### WHAT TO PRODUCE
Render the records below as a two-column CSV with the header row text,answer, one row per record. Put each record's text and its answer in their own double-quoted fields, replace line breaks with spaces, and omit the pictures.

### INFORMATION SUPPLIED
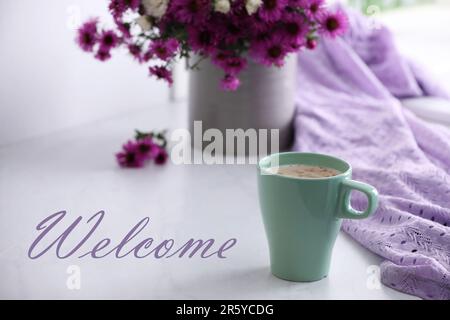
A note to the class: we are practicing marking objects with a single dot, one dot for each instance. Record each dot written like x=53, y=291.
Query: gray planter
x=265, y=99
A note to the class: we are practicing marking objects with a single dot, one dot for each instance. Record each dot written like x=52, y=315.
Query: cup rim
x=341, y=175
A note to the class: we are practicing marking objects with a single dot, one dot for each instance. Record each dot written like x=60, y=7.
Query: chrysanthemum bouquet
x=157, y=32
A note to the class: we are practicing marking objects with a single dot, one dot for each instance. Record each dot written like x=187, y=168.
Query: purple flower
x=313, y=8
x=123, y=28
x=230, y=83
x=162, y=73
x=271, y=10
x=161, y=156
x=103, y=54
x=129, y=157
x=230, y=63
x=136, y=52
x=146, y=148
x=191, y=11
x=271, y=51
x=311, y=44
x=108, y=40
x=164, y=49
x=334, y=24
x=87, y=36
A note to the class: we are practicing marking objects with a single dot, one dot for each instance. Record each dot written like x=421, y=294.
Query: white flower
x=155, y=8
x=144, y=23
x=252, y=6
x=222, y=6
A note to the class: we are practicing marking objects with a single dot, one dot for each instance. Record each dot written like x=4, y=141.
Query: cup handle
x=346, y=210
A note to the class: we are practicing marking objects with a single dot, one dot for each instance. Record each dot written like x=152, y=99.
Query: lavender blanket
x=348, y=105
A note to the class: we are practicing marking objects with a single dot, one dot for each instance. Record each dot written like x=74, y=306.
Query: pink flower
x=162, y=73
x=103, y=54
x=108, y=40
x=334, y=24
x=230, y=83
x=311, y=44
x=123, y=28
x=146, y=148
x=129, y=157
x=271, y=10
x=270, y=52
x=136, y=51
x=161, y=156
x=87, y=36
x=164, y=49
x=231, y=64
x=190, y=11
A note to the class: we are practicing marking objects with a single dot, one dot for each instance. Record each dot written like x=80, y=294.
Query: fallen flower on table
x=144, y=148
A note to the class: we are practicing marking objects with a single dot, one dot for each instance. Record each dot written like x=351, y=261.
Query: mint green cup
x=302, y=216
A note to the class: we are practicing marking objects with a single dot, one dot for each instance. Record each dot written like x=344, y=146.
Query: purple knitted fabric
x=348, y=106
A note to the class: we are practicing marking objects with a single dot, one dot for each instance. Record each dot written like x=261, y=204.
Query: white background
x=47, y=83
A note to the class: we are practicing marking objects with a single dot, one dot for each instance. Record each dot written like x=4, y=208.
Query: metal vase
x=265, y=100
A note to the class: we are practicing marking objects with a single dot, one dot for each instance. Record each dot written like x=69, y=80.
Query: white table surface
x=75, y=171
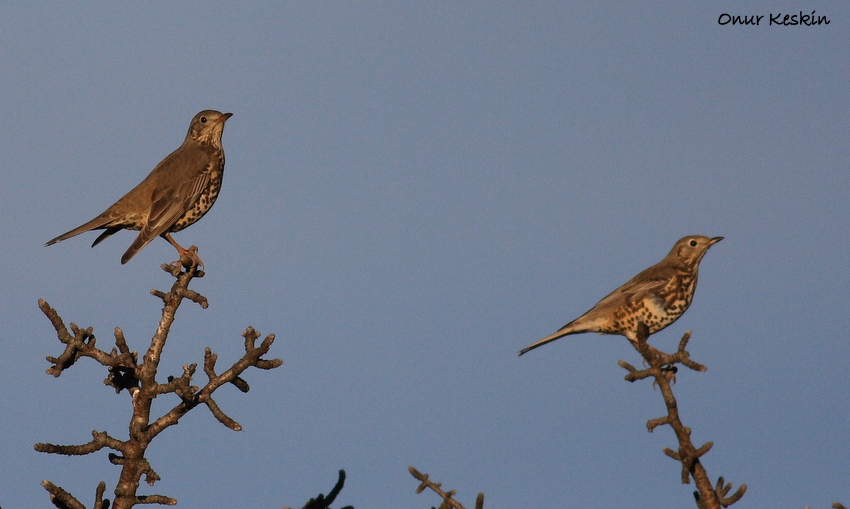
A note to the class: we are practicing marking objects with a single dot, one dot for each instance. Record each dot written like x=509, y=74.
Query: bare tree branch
x=448, y=501
x=139, y=379
x=662, y=368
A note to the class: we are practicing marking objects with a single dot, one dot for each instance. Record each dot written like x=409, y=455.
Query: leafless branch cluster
x=448, y=501
x=662, y=367
x=139, y=379
x=324, y=502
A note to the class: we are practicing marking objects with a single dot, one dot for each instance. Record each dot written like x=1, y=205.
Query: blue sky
x=412, y=194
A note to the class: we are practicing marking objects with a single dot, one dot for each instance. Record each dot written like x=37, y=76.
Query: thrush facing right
x=656, y=297
x=176, y=194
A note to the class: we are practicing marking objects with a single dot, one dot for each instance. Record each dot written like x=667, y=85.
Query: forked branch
x=139, y=379
x=662, y=367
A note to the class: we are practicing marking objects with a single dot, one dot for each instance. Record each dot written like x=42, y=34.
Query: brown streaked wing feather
x=169, y=205
x=648, y=282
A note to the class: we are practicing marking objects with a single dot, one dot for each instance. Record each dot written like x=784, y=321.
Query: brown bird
x=176, y=194
x=656, y=297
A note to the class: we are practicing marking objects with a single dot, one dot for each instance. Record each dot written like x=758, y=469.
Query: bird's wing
x=649, y=282
x=169, y=203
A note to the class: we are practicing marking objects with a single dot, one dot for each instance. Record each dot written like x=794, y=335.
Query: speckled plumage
x=656, y=297
x=175, y=195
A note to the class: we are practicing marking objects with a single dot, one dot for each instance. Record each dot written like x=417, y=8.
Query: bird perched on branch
x=653, y=299
x=176, y=194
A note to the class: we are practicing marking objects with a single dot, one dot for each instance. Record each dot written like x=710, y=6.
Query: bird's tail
x=574, y=327
x=94, y=224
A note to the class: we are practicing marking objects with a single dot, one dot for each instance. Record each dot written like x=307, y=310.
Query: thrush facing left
x=176, y=194
x=655, y=298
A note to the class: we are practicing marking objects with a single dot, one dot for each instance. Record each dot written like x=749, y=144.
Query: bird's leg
x=188, y=257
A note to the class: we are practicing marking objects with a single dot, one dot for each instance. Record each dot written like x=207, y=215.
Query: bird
x=652, y=300
x=176, y=194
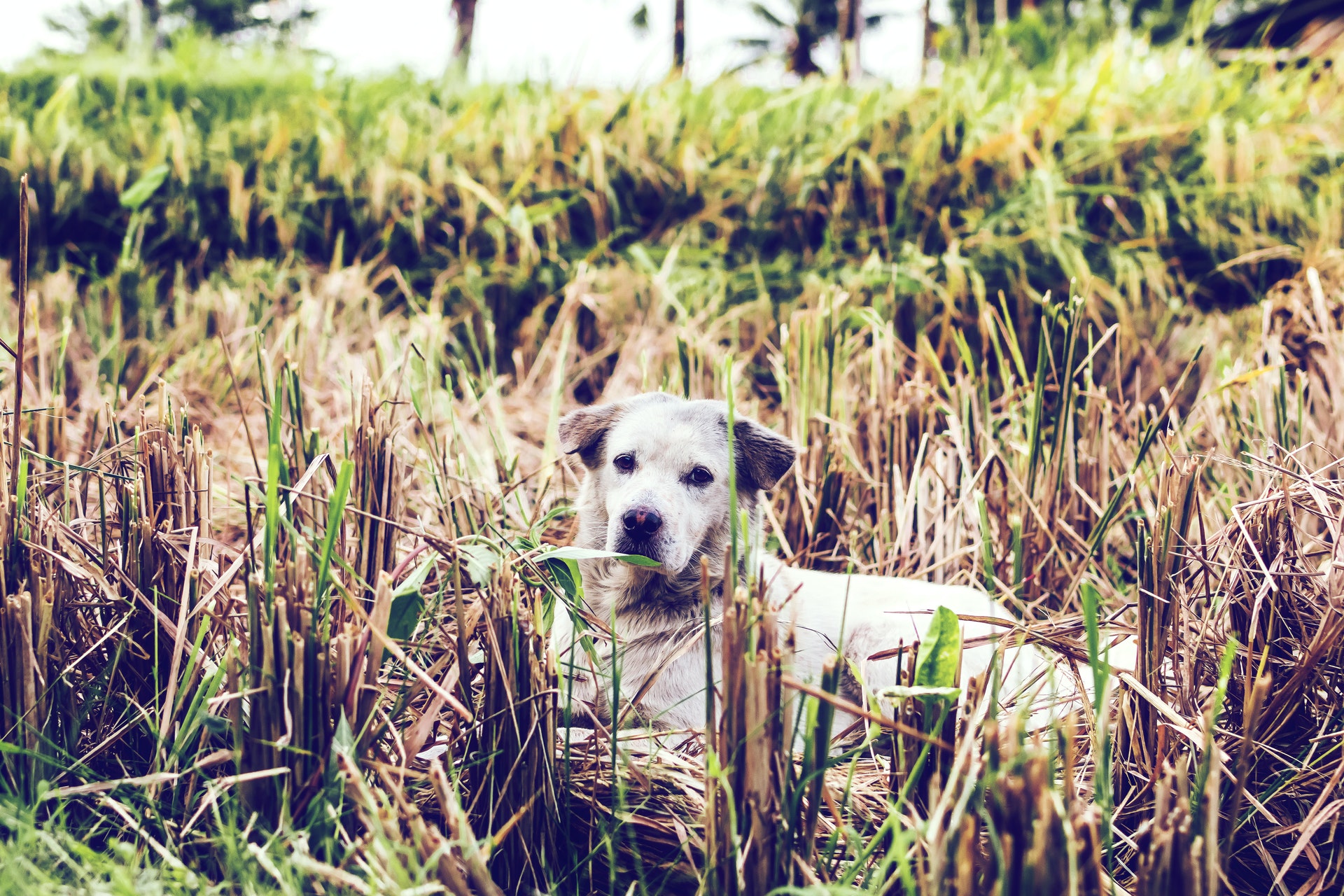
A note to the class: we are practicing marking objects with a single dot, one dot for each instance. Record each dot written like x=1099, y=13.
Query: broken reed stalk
x=20, y=295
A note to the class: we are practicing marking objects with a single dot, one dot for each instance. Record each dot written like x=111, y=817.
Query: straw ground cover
x=280, y=538
x=276, y=608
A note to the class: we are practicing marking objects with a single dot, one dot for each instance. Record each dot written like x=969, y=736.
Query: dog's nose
x=641, y=522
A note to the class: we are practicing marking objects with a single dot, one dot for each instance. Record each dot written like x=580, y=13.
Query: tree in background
x=464, y=20
x=679, y=38
x=800, y=26
x=134, y=22
x=640, y=22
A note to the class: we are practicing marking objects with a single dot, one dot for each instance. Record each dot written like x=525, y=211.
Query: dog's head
x=659, y=472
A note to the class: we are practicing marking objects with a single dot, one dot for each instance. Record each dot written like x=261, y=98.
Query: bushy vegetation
x=283, y=514
x=1152, y=178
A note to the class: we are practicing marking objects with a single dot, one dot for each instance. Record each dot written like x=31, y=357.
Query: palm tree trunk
x=851, y=23
x=972, y=29
x=679, y=39
x=925, y=45
x=464, y=14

### WRITTEN ANSWER
text,answer
"A note to the class: we are practicing marking objects with a single dot, one dot for each instance. Record each dot written like x=53, y=291. Query: gray planter","x=265, y=99"
"A note to the class: we are practicing marking objects with a single dot, one dot for each instance. Record each dot written like x=52, y=315. Query: cup rim","x=341, y=175"
"A note to the class: we are practicing marking objects with a single dot, one dot for each instance. Record each dot written like x=60, y=7. Query: chrysanthemum bouquet","x=157, y=32"
"A note to the class: we are practicing marking objects with a single dot, one dot for each instance. Record each dot written like x=187, y=168. Query: purple flower","x=313, y=8 x=123, y=28 x=230, y=83 x=162, y=73 x=271, y=10 x=161, y=156 x=103, y=54 x=129, y=157 x=230, y=63 x=136, y=52 x=146, y=148 x=191, y=11 x=271, y=51 x=311, y=44 x=108, y=40 x=164, y=49 x=334, y=24 x=87, y=36"
"A note to the class: we are practicing marking objects with a single dot, one dot for each instance. Record each dot written like x=421, y=294. Query: white flower","x=155, y=8 x=144, y=23 x=252, y=6 x=222, y=6"
"A note to the class: we are practicing marking objects with a single dot, one dot for each instance. Record each dot written like x=4, y=141. Query: cup handle","x=346, y=210"
"A note to the class: we are practicing marking objects with a single dot, one dot for each instance. Record each dot written like x=152, y=99. Query: lavender blanket","x=348, y=105"
"A note to the class: we are practicing marking objects with a single dot, one dot for each instance. Record each dot written like x=74, y=306. Query: pink flower","x=162, y=73 x=103, y=54 x=108, y=40 x=334, y=24 x=230, y=83 x=311, y=44 x=123, y=28 x=146, y=148 x=129, y=157 x=271, y=10 x=270, y=52 x=136, y=51 x=161, y=156 x=87, y=36 x=164, y=49 x=231, y=64 x=190, y=11"
"A note to the class: we are practicing marking objects with a single dot, one dot for each instance. Record each dot written like x=80, y=294. Query: fallen flower on table","x=144, y=148"
"A note to the class: we are practicing marking objects with a single dot, one dot for each instance. Record each dot written like x=351, y=261. Query: mint green cup","x=302, y=216"
"A note to the class: we are practicing marking objects with a single dot, one dot for each instance. Record each dot written like x=344, y=146. Query: purple knitted fabric","x=348, y=106"
"A note to the class: we are practicing marking objects with a single dot, one dot for each instance. Record each dot written like x=261, y=204. Query: white background","x=47, y=83"
"A note to the class: we are practicing marking objects with a single dot, one dot for each instance. Record each dot written like x=4, y=208. Query: metal vase","x=265, y=100"
"A note to the class: we are practicing marking objects with a single dot, one dot for each instance. Record each dot written like x=69, y=80. Query: white table surface","x=75, y=171"
"A note to the class: we are practicing marking objects with a single dot, one dot for each instance. Record each dot written like x=509, y=74. Query: bare tree branch","x=448, y=501 x=139, y=379 x=662, y=368"
"A note to the class: we are practicing marking objects with a single dot, one dot for each instance. Record each dot written like x=409, y=455. Query: leafless branch cluster","x=448, y=501 x=662, y=367 x=139, y=379 x=324, y=502"
"A note to the class: we are practicing marking objects with a single dot, one dot for each instance. Record each dot written like x=1, y=205. Query: blue sky","x=412, y=194"
"A note to the class: we are practicing marking objects with a single dot, one dot for each instance. Record each dot written like x=37, y=76. Query: thrush facing right","x=656, y=297 x=176, y=194"
"A note to the class: we are practicing marking objects with a single dot, one dot for each instance. Record each dot written like x=667, y=85. Query: forked branch","x=139, y=379 x=662, y=367"
"A note to the class: we are practicing marking objects with a single dot, one dot for each instance. Record each dot written like x=42, y=34. Query: brown streaked wing feather","x=169, y=205 x=648, y=282"
"A note to the class: we are practicing marking objects with a single dot, one dot for each instance. Record each dot written like x=784, y=321. Query: brown bird","x=176, y=194 x=656, y=297"
"A note to the class: we are practicing marking objects with a single dot, one dot for each instance. Record each dot written like x=758, y=469. Query: bird's wing","x=649, y=282 x=169, y=203"
"A note to the class: we are practicing marking objects with a single dot, one dot for each instance. Record each dot written like x=794, y=335. Query: speckled plumage","x=656, y=297 x=175, y=195"
"A note to the class: we are practicing marking objects with a single dot, one dot for each instance. Record each dot written like x=417, y=8. Query: bird perched on branch","x=653, y=299 x=176, y=194"
"A note to the class: we are practicing marking objects with a single dot, one dot for each instance. Record each dot written like x=710, y=6. Query: bird's tail","x=574, y=327 x=94, y=224"
"A note to the class: we are practicing marking objects with a single dot, one dot for each instance. Record each dot written like x=307, y=310. Query: thrush facing left","x=176, y=194 x=655, y=298"
"A note to the class: we are practicing marking objects with a single dot, one dot for each instance. Record each dot written like x=749, y=144. Query: bird's leg","x=188, y=257"
"A note to the class: we are practicing marking objects with a single dot, one dot for each instance. Record each dot written like x=207, y=215. Query: bird","x=652, y=300 x=176, y=194"
"A note to the class: we are practicing marking objects with a single dot, one dot for each instance. Record each dot written like x=1099, y=13. Query: broken reed stalk","x=20, y=295"
"A note to the class: we are practicing marking objects with a single dot, one dot for each instance. Record each dot written like x=111, y=817. Query: straw ground cover","x=280, y=538 x=276, y=608"
"A note to the class: we are practicing marking objects with a single dot, one dot for each instance. Record each dot written like x=969, y=736. Query: dog's nose","x=641, y=522"
"A note to the class: we are practicing marking objects with a single dot, one dot for each instance. Record each dot written like x=580, y=13. Query: tree in background","x=464, y=20 x=679, y=38 x=800, y=26 x=134, y=22 x=640, y=22"
"A note to the class: we are practicing marking objects with a single dot, one dot for each instance. Record each dot written like x=525, y=211. Query: dog's head","x=659, y=472"
"A note to the class: we are practicing marking objects with a single dot, one dot for each instance. Record each dot written like x=261, y=98. Query: bushy vegetation","x=283, y=514 x=1152, y=178"
"A note to the class: we are practicing marking objects with a single dot, one dot for each instance. Record each dot written like x=31, y=357. Query: palm tree trunk","x=851, y=23 x=972, y=29 x=679, y=39 x=925, y=45 x=464, y=14"